Collection entries
====

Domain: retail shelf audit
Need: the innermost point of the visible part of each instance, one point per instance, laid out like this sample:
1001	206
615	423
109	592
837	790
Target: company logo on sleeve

====

> [Work required]:
Each line above is to be reproduced exactly. Leave none out.

> [Output for this exercise]:
Domain: retail shelf audit
Need: the innermost point of the visible part of each instance, one point per instance, laid out like this sample:
1001	206
615	423
109	592
837	790
Target: company logo on sleeve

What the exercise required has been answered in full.